Trecho do documento

☆ ☆ ☆ ☆ ☆

Eu gostava das aulas de Inglês, História, Geografia e Literatura. Desta forma, não foi dificuldade para mim a leitura obrigatória de livros como “O cortiço”, de Aluísio de Azevedo e “Capitães da Areia”, de Jorge Amado. Difícil mesmo foi apresentar os seminários sobre tais obras solicitadas pela professora, afinal nenhum aluno gosta deste tipo de atividade, mas se a professora falou, tá falado e valia nota.
Bem, quem já leu os dois livros citados sabe que essas obras trazem temas sociais diversos, que abrangem desigualdade social, exploração infantil, racismo e preconceitos. Os autores adotam a linguagem em tons coloquiais e o vocabulário típico das classes populares nos períodos em que foram escritas, incluindo alguns palavrões e descrevendo cenas sexuais.
Estou puxando essas lembranças devido a mais um caso de censura e perseguição de livro no Brasil em pleno ano da graça de 2024: “O avesso da pele”, do gaúcho Jeferson Tenório, foi censurado em escolas de três estados (Mato Grosso do Sul, Goiás e Paraná) por “conter expressões impróprias para menores de 18 anos”, segundo as secretarias de educação e governos. A obra, que apresenta questões ligadas ao racismo e à violência policial contra pessoas negras, foi vencedora do Prêmio Jabuti de 2021 e faz parte do PNLD (Programa Nacional do Livro Didático) desde 2022.

☆ ☆ ☆ ☆ ☆

Dados

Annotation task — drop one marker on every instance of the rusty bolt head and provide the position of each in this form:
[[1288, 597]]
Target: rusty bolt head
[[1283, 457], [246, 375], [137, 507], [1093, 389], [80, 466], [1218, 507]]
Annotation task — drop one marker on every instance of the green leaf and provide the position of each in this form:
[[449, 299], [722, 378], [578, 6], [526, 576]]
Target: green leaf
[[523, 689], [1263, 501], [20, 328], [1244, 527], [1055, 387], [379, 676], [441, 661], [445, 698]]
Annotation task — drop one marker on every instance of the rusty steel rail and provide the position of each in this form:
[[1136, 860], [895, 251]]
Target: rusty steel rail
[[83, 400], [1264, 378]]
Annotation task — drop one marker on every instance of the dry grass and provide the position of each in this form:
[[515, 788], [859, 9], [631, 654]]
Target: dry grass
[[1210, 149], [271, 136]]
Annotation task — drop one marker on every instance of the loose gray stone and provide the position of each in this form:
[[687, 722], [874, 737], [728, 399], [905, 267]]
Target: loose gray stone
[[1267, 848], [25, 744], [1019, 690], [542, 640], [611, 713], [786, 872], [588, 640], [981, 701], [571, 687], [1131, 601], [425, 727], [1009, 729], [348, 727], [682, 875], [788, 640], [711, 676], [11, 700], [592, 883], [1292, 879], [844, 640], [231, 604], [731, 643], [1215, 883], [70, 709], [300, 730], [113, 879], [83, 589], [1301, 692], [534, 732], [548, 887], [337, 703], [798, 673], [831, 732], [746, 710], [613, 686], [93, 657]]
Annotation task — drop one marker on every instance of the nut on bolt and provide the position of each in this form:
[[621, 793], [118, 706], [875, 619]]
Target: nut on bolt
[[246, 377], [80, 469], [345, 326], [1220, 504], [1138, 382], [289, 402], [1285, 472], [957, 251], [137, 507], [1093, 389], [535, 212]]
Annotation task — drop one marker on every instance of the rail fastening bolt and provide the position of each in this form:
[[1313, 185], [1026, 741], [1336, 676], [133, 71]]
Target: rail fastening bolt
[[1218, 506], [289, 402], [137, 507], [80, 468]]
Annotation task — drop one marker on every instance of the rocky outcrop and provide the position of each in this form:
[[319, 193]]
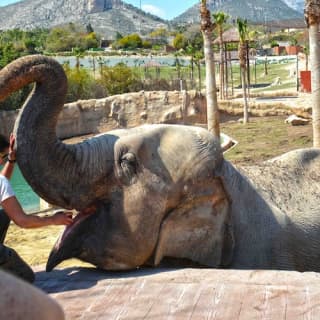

☆ ☆ ☆ ☆ ☆

Lista de tarefas
(A) Em quais estados o trecho sobre censura de livros diz que "O avesso da pele" foi censurado em escolas?
(B) Prolongue o trecho sobre censura de livros, começando logo após a última frase apresentada.
Os dados não têm relação com o trecho sobre censura de livros.

Respostas às tarefas
(A) Mato Grosso do Sul, Goiás e Paraná.

(B)
Exercitando um pouco mais a memória, lembro o caso de uma professora demitida em Salvador em 2021 por trabalhar com o livro de contos “Olhos d´Água”, da mineira Conceição Evaristo. Além da recusa dos alunos do Ensino Médio em ler e fazer a atividade proposta pela professora, os pais pressionaram a gestão escolar alegando que a linguagem adotada na obra era inadequada aos filhos adolescentes na casa dos 15 anos de idade. “Olhos d´Água”, livro premiado e que consta em listas de vestibulares pelo Brasil, apresenta contos com temas relacionados ao racismo, pobreza e preconceito contra religiões de matriz africana, trazendo principalmente mulheres negras como protagonistas.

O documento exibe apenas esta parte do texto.